Example 1: Theoretical Kinship Coefficient Calculation

Step 1: Preparing the pedigree files:

Recall what is a valid pedigree structure. Note that we require a header line. The extension .in have no particular meaning. Let's examine (the first few lines of) such an example:

;head -10 "Ped29a.in"
Pedigree,Person,Mother,Father,Sex,,,simTrait
  1       ,  16      ,          ,          ,  F       ,          ,  29.20564,
  1       ,  8228    ,          ,          ,  F       ,          ,  31.80179,
  1       ,  17008   ,          ,          ,  M       ,          ,  37.82143,
  1       ,  9218    ,  17008   ,  16      ,  M       ,          ,  35.08036,
  1       ,  3226    ,  9218    ,  8228    ,  F       ,          ,  28.32902,
  2       ,  29      ,          ,          ,  F       ,          ,  36.17929,
  2       ,  2294    ,          ,          ,  M       ,          ,  42.88099,
  2       ,  3416    ,          ,          ,  M       ,          ,  40.98316,
  2       ,  17893   ,  2294    ,  29      ,  F       ,          ,  35.55038,

Step 2: Preparing the control file

A control file gives specific instructions to MendelKinship. To perform theoretical kinship calculation, an minimal control file looks like the following:

;cat "control_just_theoretical_29a.txt"
#
# Input and Output files.
#
pedigree_file = Ped29a.in
#
# Analysis parameters for Kinship option.
#
kinship_output_file = just_theoretical_output.txt

Step 3: Run the analysis in Julia REPL or directly in notebook

# load packages
using MendelKinship, CSV

# run analysis without printing OpenMendel's default messages
Kinship("control_just_theoretical_29a.txt")

# import result into dataframe for closer inspection
# result = CSV.read("just_theoretical_output.txt")
     Welcome to OpenMendel's
     Kinship analysis option
 
 
Reading the data.

The current working directory is "/Users/biona001/.julia/dev/MendelKinship/docs/src/man".

Keywords modified by the user:

  control_file = control_just_theoretical_29a.txt
  kinship_output_file = just_theoretical_output.txt
  pedigree_file = Ped29a.in
 
 
Analyzing the data.

 
 
Mendel's analysis is finished.

____

* **REQUIRED TASKS**
1. In the kinship calculation guide, why is the output file read into a dataframe with CSV.read?
2. Echo the part of the kinship calculation guide from "Step 2: Preparing" up to and including "and Output files.".
The data that follow come from a different source.

* **SOURCE EXCERPT**
____

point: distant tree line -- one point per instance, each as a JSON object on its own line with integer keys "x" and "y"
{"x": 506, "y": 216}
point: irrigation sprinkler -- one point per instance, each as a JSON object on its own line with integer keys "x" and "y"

____

* **REPLIES**
1. The output file is read into a dataframe so the result can be inspected more closely.

2.
Step 2: Preparing the control file

A control file gives specific instructions to MendelKinship. To perform theoretical kinship calculation, an minimal control file looks like the following:

;cat "control_just_theoretical_29a.txt"
#
# Input and Output files.